■ PAGE EXTRACT
And I adventure a hot take there: this property of staying seemingly online (in a frankenbizarre way) came handy way fewer times in the history of Matrix than for all the incurred complexity reflected in daily bugs, privacy, security, performance issues and inconsistencies.
To add some colour - there are commercial implementations of that (e.g. https://www.isode.com/whitepapers/federated-muc.html ). But from my perspective as a server developer, I've seen minimal interest in this for the public network. Probably because server failures are rare enough events in the general case.
That's not to say there aren't use cases where it is more valuable to have this functionality.
> you don't have to shove this complexity into the protocol level when it runs natively on a distributed/federated infrastructure
But I don't want to trust my community to someone providing me infrastructure. Lots of projects, communities or whatever start small on third-party hosting. Many open source projects right now have rooms on gitter.im or matrix.org. I don't think they made a "bad" choice and I don't think they should need to scramble to find new rooms if their provider goes offline.
> In practice the room survives in a "split brain" mode where different users see different participants
Even if this is true (I haven't see it when servers go offline) this sounds like a bug that can be improved over time. Not a reason to give up.
But also do you have any evidence of this? Matrix rooms don't have a "home server" so if this was a bug that occurred it would occur for any member of a chat going temporarily offline, and for large chats that happens often. So it seems like if this is an issue it only happens in very niche circumstances.

■ INSTRUCTION 1
Reproduce the listing below line for line, without any changes.

Dataset records:
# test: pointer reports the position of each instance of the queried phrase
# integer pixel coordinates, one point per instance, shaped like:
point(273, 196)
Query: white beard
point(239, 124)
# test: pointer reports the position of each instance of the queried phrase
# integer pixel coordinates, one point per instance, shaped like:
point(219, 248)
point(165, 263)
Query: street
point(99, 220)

■ INSTRUCTION 2
According to the Matrix discussion above, why does the final reply conclude that a "split brain" problem, if it exists, happens only in very niche circumstances?

■ TASK ANSWER 1
# test: pointer reports the position of each instance of the queried phrase
# integer pixel coordinates, one point per instance, shaped like:
point(273, 196)
Query: white beard
point(239, 124)
# test: pointer reports the position of each instance of the queried phrase
# integer pixel coordinates, one point per instance, shaped like:
point(219, 248)
point(165, 263)
Query: street
point(99, 220)

■ TASK ANSWER 2
Matrix rooms have no "home server," so such a bug would appear whenever any member's server went temporarily offline, which happens often in large chats. The reply's author has not seen it when servers go offline, so any such issue must be limited to niche circumstances.